PROMPT 1:
Using the passage on speech enhancement, answer each question on its own line.
(a) Besides the MAP and MMSE criteria, which cost functions have also been studied?
(b) What kind of information do multimicrophone-based algorithms use in addition to spectral information?
(c) According to Balan and Rosca, the multimicrophone MMSE Bayesian estimation can be broken down into which two parts?
PROMPT 2:
Write out part of the passage on speech enhancement word for word. Begin at the words "Non-Gaussian-based speech enhancement" and stop after "speech DFT coefficients.".

TEXT TO READ:
============================================================

Non-Gaussian-based speech enhancement methods have received a great deal of attention by using either the MAP or MMSE criterion due to the significant noise reduction improvement [2, 4, 8, 11, 14, 25, 29,30,31, 43, 45]. In addition to the mentioned criteria, other cost functions such as \(\beta \)-order, weighted Euclidean, and the weighted Cosh MMSE of spectral amplitude have been studied, too [43, 45]. Also, the joint Bayesian estimations of both the clean speech amplitude and phase were proposed in [14], utilizing the super-Gaussian assumption of speech DFT coefficients.

All previously mentioned algorithms have been introduced in the framework of single-microphone speech enhancement. However, multimicrophone-based algorithms, which enable us to benefit from spatial in addition to spectral information, lead to higher degrees of freedom in order to reduce noise.

A Gaussian-based Bayesian estimation of clean speech signal has been introduced in the multimicrophone framework by Balan and Rosca [5]. Using the well-known Fisher–Neyman factorization, they demonstrated that the multimicrophone MMSE Bayesian estimation can be decomposed to a minimum variance distortion-less response (MVDR) filter followed by a single-microphone Ephraim and Malah-MMSE estimator [10]. Based on the decomposition, they developed MMSE estimators for short-time spectral amplitude (STSA), log spectral amplitude (LSA), and speech phase in the multimicrophone framework. An extension of this work was presented in [19], where the magnitude of DFT coefficients is modeled by a generalized Gamma distribution. It has been shown that assuming Gaussian distribution for noise DFT coefficients, and generalized Gamma distribution for the clean speech magnitude, a multimicrophone MMSE estimator can again be decomposed into two subsequent estimators (MVDR plus single-microphone MMSE). They also investigated the robustness of the proposed multichannel MMSE estimator under the erroneous estimation of steering vectors in [18]. Furthermore, a direction-independent multimicrophone amplitude estimator based on MAP was proposed in [24].

============================================================

DATASET SECTION:
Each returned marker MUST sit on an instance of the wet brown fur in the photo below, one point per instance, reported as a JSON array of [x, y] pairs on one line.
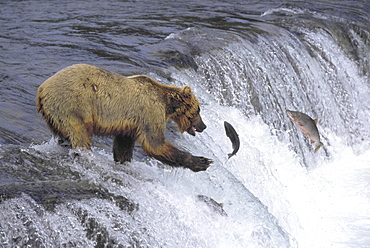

============================================================

CORRECT RESPONSE 1:
(a) The \(\beta \)-order, weighted Euclidean, and weighted Cosh MMSE of spectral amplitude cost functions.
(b) Spatial information.
(c) A minimum variance distortion-less response (MVDR) filter followed by a single-microphone Ephraim and Malah-MMSE estimator.

CORRECT RESPONSE 2:
Non-Gaussian-based speech enhancement methods have received a great deal of attention by using either the MAP or MMSE criterion due to the significant noise reduction improvement [2, 4, 8, 11, 14, 25, 29,30,31, 43, 45]. In addition to the mentioned criteria, other cost functions such as \(\beta \)-order, weighted Euclidean, and the weighted Cosh MMSE of spectral amplitude have been studied, too [43, 45]. Also, the joint Bayesian estimations of both the clean speech amplitude and phase were proposed in [14], utilizing the super-Gaussian assumption of speech DFT coefficients.